• **Request a**
In the semantics page, which two constructors does the ErrorType definition list?
**** Page text ****
Contents

Top

Semantics I: Expressions, Bindings, Functions

Here is a toy language featuring expressions, variable bindings, and functions. These are basic features present in almost all languages. We will also run into a few topics and discussions.

For least setup, I also start with dynamic checking of types (during evaluation, not upfront) and even dynamic checking that variables exist at use sites. Static checking of those two are two big lessons in their own right.

Vocabulary: Generally, “static X” means doing X by analysing the code, without needing to run it and wait; “dynamic X” and recently “just in time X” means doing X while running the code, and therefore only on code paths actually taken in a run.

Most of my interpreter is meant to be more mathematical than efficient. I am secretly writing mathematical formulas to define the meanings of the constructs.

“A formula is worth a thousand pictures.” – Dijkstra

Setup

I will have several kinds of run-time errors: Type errors, variable not found. If you support division, you will also have division by zero.

I use the ExprInterp type below to represent this possibility. (More general/abstract thinking: This type represents the interpreter and models the possible effects of the language. Not obvious now, makes more sense after modeling more languages.)

data ExprInterp a = Error ErrorType | Success a
data ErrorType = TypeError | VarNotFound
in SemanticsFunctions.hs

So my interpreter type goes as:

mainInterp :: Expr -> ExprInterp Value
in SemanticsFunctions.hs

Connectives that factor out 3 common chores in the interpreter: Give an answer, raise an error, sequential composition:

-- Give an answer. Simply "Success" for ExprInterp, but can be more complex for
-- other interpreters.
pure :: a -> ExprInterp a
pure a = Success a

-- Raise an error. Simply "Error" for ExprInterp, but can be more complex for
-- other interpreters.
raise :: ErrorType -> ExprInterp a
raise e = Error e

-- Sequential composition of two interpreter stages: Check success of
-- 1st stage, and if success, pass answer to 2nd stage.
(>>=) :: ExprInterp a -> (a -> ExprInterp b) -> ExprInterp b
Error msg >>= _ = Error msg
Success a >>= k = k a
in SemanticsFunctions.hs

For reasons explained in a later section (about variables and environments), I will be passing around a dictionary that maps variables to values. So I need this:

mainInterp expr = interp expr Map.empty

interp :: Expr -> Map String Value -> ExprInterp Value
in SemanticsFunctions.hs

And now I implement interp for each construct.

Basic constructs

My language has number literals, boolean literals, and binary operators:

data Expr = Num Integer
          | Bln Bool
          | Prim2 Op2 Expr Expr         -- Prim2 op operand operand
          | ...
****
• **Request b**
Collect every line of the entries below that contains the string "shorts".
**** Supplied entries ****
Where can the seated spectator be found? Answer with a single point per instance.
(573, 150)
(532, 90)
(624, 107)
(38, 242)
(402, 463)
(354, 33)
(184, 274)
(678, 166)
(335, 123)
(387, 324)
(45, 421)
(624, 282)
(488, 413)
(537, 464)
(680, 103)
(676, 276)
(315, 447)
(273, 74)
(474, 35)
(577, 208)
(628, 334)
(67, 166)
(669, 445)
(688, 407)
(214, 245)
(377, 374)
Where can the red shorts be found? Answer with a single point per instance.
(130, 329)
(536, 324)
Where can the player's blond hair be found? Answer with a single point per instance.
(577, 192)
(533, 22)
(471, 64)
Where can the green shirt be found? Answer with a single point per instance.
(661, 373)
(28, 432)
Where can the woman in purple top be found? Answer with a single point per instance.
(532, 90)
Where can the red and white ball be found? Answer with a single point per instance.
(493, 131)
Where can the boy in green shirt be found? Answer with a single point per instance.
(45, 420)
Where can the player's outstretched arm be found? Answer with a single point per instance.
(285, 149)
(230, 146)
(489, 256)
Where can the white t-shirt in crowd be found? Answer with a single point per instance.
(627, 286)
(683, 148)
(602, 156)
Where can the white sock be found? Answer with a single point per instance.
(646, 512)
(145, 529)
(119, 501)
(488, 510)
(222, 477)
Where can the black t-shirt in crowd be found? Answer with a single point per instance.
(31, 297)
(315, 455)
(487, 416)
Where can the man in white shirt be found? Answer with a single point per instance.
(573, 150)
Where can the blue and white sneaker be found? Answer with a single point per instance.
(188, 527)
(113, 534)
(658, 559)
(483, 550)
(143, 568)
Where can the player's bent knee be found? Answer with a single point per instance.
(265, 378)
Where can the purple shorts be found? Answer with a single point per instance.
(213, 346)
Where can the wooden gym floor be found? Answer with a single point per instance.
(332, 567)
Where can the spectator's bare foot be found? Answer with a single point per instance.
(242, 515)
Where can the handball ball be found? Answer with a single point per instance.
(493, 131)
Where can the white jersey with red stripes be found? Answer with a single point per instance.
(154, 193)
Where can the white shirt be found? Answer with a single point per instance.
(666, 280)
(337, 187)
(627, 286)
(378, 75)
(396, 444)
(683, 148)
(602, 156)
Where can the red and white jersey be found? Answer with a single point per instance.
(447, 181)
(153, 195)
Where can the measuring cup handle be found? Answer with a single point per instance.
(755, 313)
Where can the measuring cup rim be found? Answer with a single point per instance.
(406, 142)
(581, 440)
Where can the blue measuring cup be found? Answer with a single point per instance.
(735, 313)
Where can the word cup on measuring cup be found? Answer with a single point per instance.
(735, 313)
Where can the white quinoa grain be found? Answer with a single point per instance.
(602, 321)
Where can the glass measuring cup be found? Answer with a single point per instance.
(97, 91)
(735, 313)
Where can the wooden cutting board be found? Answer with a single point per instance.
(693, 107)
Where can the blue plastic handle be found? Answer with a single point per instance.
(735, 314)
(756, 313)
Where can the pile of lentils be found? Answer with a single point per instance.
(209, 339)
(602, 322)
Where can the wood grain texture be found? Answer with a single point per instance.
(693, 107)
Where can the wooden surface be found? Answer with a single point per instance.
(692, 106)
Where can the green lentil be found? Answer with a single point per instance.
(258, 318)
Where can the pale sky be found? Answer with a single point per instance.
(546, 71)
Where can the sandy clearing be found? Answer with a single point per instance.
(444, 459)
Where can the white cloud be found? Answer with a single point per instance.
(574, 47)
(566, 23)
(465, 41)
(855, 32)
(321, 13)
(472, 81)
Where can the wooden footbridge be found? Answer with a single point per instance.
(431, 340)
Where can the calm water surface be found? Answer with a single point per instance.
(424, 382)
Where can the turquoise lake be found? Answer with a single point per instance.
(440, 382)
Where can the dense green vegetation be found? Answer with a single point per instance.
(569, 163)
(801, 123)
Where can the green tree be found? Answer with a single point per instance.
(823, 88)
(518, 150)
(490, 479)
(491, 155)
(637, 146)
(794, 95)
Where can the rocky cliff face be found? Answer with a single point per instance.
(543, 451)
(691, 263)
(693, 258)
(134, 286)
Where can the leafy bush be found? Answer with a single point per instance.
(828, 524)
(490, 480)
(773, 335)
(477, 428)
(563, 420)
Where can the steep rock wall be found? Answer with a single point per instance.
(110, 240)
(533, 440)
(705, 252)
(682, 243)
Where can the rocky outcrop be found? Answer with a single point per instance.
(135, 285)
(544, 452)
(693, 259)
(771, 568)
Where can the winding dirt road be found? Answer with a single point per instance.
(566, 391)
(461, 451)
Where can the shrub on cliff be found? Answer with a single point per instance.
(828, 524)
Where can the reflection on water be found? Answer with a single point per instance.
****
• **Task response a**
TypeError and VarNotFound.

• **Task response b**
Where can the red shorts be found? Answer with a single point per instance.
Where can the purple shorts be found? Answer with a single point per instance.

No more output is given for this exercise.